>> START PASSAGE PROVIDED
# British Air Plane Clips Building



## The Davy Crockett (Dec 23, 2013)

From BBC News:



> A plane carrying more than 200 people has struck an office building while preparing to take off from the South African city of Johannesburg.
> 
> The British Airways flight to London was taxiing at OR Tambo International Airport when its right wing hit the building, injuring four people inside.
> 
> ...



:blush: OOPS! h34r:

:help: I hope Santa does a better job of finding his way! :help:

:giggle:


----------



## PRR 60 (Dec 23, 2013)

Yikes!

A lively discussion about this incident is going on at Airliners.net.


----------



## brent wuellner (Dec 23, 2013)

yes, take it on airlines. net is this an aviation forum or an Amtrak forum?


----------



## the_traveler (Dec 23, 2013)

AU has many sub-forums also. This was posted to one of those.


----------



## Trogdor (Dec 25, 2013)

brent wuellner said:


> yes, take it on airlines. net is this an aviation forum or an Amtrak forum?


Well, given that the name of this particular board is "Non-Rail Transportation," what exactly were you expecting to find?


----------



## Ryan (Dec 25, 2013)

brent wuellner said:


> yes, take it on airlines. net is this an aviation forum or an Amtrak forum?


6 posts, and you're telling us what to do.
Awesome.

Like you were told yesterday, we discuss more than Amtrak here. If you're not interested, don't click on the thread.


----------



## jis (Dec 25, 2013)

Also, we do have several very good moderators. We do not need an additional clueless one.


----------



## Devil's Advocate (Dec 25, 2013)

PRR 60 said:


> Yikes!
> 
> A lively discussion about this incident is going on at Airliners.net.


 Link doesn't seem to be working for me?



brent wuellner said:


> yes, take it on airlines. net is this an aviation forum or an Amtrak forum?


I can see how you were confused following a thread entitled *British Air Plane Clips Building*. Oh, wait...
>> END PASSAGE PROVIDED
— COMPLETE THE FOLLOWING —
- a) Change "board" to "section" in the forum thread, starting with "Well, given that" and going on through "Ryan (Dec 25, 2013)", and give that stretch back.
- b) In the forum thread, why does Trogdor think it should be no surprise to find a plane incident discussed there?
- c) Continue the forum thread about the British Airways plane striking a building, picking up after its final post.
The material after this point comes from a different source.
>> START DATA SECTION
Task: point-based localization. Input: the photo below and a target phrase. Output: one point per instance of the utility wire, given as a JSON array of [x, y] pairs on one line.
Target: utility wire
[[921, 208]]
>> END DATA SECTION
— OUTPUTS BY TASK —
- a)
Well, given that the name of this particular section is "Non-Rail Transportation," what exactly were you expecting to find?


----------



## Ryan (Dec 25, 2013)

- b) Trogdor notes that the board where the incident was posted is named "Non-Rail Transportation." A discussion of an aviation incident is therefore what one would expect to find there.

- c)
----------



## Braniff747SP (Dec 26, 2013)

Devil's Advocate said:


> PRR 60 said:
> 
> 
> > Yikes!
> ...


Try this: www.airliners.net/aviation-forums/general_aviation/read.main/5953836/

Basically, it looks like the guy took the wrong turn. Interesting to note that this particular 744, G-BNLL, was involved in another accident a few years back when she clipped a SriLankan Airbus.


----------



## jis (Dec 26, 2013)

I wonder what the rules will be for the 777Xs to fold their wings. Allegedly they will be able to operate out of airports that can handle 777s, and will not require additional clearance as required by A380s.


----------



## the_traveler (Dec 26, 2013)

jis said:


> the 777Xs to fold theIr wings.


So the "X" means foldable wings. I always wondered what it stood for!  (I know what it means.)


----------



## Bob Dylan (Dec 26, 2013)

jis said:


> Also, we do have several very good moderators. We do not need an additional clueless one.


Because We already have a Couple of those!  :lol: (Just kidding!)


----------



## PRR 60 (Dec 26, 2013)

Devil's Advocate said:


> PRR 60 said:
> 
> 
> > Yikes!
> ...


Fixed the link in my original post. Thanks for the heads-up.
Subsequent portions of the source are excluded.